Stored data entries
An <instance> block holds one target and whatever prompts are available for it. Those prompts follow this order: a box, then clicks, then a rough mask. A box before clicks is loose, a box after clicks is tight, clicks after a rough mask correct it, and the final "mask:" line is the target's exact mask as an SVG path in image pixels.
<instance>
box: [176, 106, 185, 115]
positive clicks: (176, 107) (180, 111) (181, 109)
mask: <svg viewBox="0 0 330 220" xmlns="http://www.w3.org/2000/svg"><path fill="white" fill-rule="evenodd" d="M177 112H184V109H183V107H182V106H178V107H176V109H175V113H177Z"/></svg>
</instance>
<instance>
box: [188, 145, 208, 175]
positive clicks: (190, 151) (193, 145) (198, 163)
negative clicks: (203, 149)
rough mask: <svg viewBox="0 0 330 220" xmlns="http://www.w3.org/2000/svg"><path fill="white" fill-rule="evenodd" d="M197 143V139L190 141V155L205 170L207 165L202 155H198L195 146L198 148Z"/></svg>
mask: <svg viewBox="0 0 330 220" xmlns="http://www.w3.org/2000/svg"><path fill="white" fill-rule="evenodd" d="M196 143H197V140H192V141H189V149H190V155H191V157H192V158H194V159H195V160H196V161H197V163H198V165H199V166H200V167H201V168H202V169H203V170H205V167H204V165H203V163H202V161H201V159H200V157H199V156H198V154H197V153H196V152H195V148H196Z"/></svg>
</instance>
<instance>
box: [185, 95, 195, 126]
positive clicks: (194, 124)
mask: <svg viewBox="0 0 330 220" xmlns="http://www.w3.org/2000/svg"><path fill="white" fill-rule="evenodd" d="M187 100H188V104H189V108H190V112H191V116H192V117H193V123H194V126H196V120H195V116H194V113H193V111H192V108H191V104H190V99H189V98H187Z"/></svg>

_About this task:_
Return the data above in full. Keep every line exactly as it is.

_Result of this task:_
An <instance> block holds one target and whatever prompts are available for it. Those prompts follow this order: a box, then clicks, then a rough mask. A box before clicks is loose, a box after clicks is tight, clicks after a rough mask correct it, and the final "mask:" line is the target's exact mask as an SVG path in image pixels.
<instance>
box: [176, 106, 185, 115]
positive clicks: (176, 107) (180, 111) (181, 109)
mask: <svg viewBox="0 0 330 220" xmlns="http://www.w3.org/2000/svg"><path fill="white" fill-rule="evenodd" d="M177 112H184V109H183V107H182V106H178V107H176V109H175V113H177Z"/></svg>
</instance>
<instance>
box: [188, 145, 208, 175]
positive clicks: (190, 151) (193, 145) (198, 163)
negative clicks: (203, 149)
rough mask: <svg viewBox="0 0 330 220" xmlns="http://www.w3.org/2000/svg"><path fill="white" fill-rule="evenodd" d="M197 143V139L190 141V155L205 170L207 165L202 155H198L195 146L198 148Z"/></svg>
mask: <svg viewBox="0 0 330 220" xmlns="http://www.w3.org/2000/svg"><path fill="white" fill-rule="evenodd" d="M196 143H197V140H192V141H189V149H190V155H191V157H192V158H194V159H195V160H196V161H197V163H198V165H199V166H200V167H201V168H202V169H203V170H205V167H204V165H203V163H202V161H201V159H200V157H199V156H198V154H197V153H196V152H195V148H196Z"/></svg>
</instance>
<instance>
box: [185, 95, 195, 126]
positive clicks: (194, 124)
mask: <svg viewBox="0 0 330 220" xmlns="http://www.w3.org/2000/svg"><path fill="white" fill-rule="evenodd" d="M187 100H188V104H189V108H190V112H191V116H192V117H193V123H194V126H196V120H195V116H194V113H193V111H192V108H191V104H190V99H189V98H187Z"/></svg>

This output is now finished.